8. Topic-by-difficulty matrix

For my recent exam, build a 4x3 matrix: rows = top topics, columns = easy / medium / hard. In each cell, write my accuracy %. Identify the 3 cells where extra prep would yield the highest point gains.

{paste data}

9. 2-week revision plan

Based on my diagnosis ({paste}), build a 2-week revision plan. Each day: 1 focus topic, 1 timed mini-section, 1 review activity. Friday: full timed section. Sunday: weekly review. Constraints: max {hours/day}.

10. Targeted question generator

I keep missing questions on {topic}. Generate 8 practice questions in {test format} on this topic, increasing in difficulty. Include the answer key and 1-line explanation per answer. Mark which 2 should be drilled multiple times.

11. Mock-exam debrief sheet

Below is my full mock exam result. Produce a 1-page debrief: overall score, section breakdowns, top 5 missed topics, top 3 strategy bugs, top 2 strengths to lean on, and 3 concrete commitments for the next 7 days.

{paste mock results}

12. Diagnostic interview script

I am about to walk through 5 missed questions with my tutor. For each, generate 3 probing questions she could ask me to surface my reasoning (e.g., "what did you think the question was asking?"). Goal: distinguish careless from conceptual.

{paste questions}

13. Anxiety / pacing intervention

My recent exam pattern: strong in section 1, fading in section 3. Likely causes: fatigue, anxiety, time pressure. Suggest 4 interventions (between-section reset routine, hydration, micro-pacing checks, practice under fatigue). Each intervention as 1-line action.

14. Score-projection model

Based on my last 3 practice tests ({paste scores}), project my likely score range on test day. Identify the score I need for {goal school / cert} and the 3 highest-leverage actions to close the gap.

◆ **What the task requires**
Turn the paragraph in the page text that opens with "Below is my full mock exam result" into a brief bulleted list that keeps its main facts.

(Extracted data entries)
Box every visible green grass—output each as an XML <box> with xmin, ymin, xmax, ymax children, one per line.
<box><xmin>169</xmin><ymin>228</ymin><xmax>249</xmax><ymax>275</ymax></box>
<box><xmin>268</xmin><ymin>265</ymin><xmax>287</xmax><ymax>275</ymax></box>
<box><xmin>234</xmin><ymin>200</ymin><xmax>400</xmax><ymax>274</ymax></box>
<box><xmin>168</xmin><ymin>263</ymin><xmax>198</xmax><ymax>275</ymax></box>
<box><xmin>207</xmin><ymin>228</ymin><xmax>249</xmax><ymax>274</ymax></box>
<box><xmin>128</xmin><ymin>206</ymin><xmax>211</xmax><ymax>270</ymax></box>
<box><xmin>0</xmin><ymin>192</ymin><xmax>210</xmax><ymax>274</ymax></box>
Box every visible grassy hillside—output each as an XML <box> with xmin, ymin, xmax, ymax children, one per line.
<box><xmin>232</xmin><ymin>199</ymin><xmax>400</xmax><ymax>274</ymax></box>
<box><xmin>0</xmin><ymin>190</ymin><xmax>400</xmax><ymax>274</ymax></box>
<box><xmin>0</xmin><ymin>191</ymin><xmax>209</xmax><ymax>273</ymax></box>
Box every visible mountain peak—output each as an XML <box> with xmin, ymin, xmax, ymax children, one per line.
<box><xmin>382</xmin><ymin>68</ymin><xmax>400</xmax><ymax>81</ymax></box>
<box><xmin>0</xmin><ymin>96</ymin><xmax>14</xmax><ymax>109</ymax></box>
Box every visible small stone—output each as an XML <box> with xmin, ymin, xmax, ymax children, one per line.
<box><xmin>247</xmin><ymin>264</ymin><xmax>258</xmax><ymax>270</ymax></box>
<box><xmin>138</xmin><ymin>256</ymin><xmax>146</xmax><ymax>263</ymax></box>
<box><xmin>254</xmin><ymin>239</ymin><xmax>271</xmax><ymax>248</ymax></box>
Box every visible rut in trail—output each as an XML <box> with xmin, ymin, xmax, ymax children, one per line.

◆ **Answer to the exercise**
- Input: full mock exam result
- Output: a 1-page debrief with:
  - overall score
  - section breakdowns
  - top 5 missed topics
  - top 3 strategy bugs
  - top 2 strengths to lean on
  - 3 concrete commitments for the next 7 days